## Aim of the task:
The reply should contain each record below, returned exactly as given.

┌────────

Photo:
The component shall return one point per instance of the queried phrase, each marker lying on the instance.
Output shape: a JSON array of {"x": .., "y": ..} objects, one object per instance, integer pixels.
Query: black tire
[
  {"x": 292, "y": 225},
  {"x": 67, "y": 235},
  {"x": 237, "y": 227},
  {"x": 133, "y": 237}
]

└────────

## Solution below:
Photo:
The component shall return one point per instance of the queried phrase, each marker lying on the instance.
Output shape: a JSON array of {"x": .., "y": ..} objects, one object per instance, integer pixels.
Query: black tire
[
  {"x": 292, "y": 225},
  {"x": 67, "y": 235},
  {"x": 237, "y": 227},
  {"x": 133, "y": 237}
]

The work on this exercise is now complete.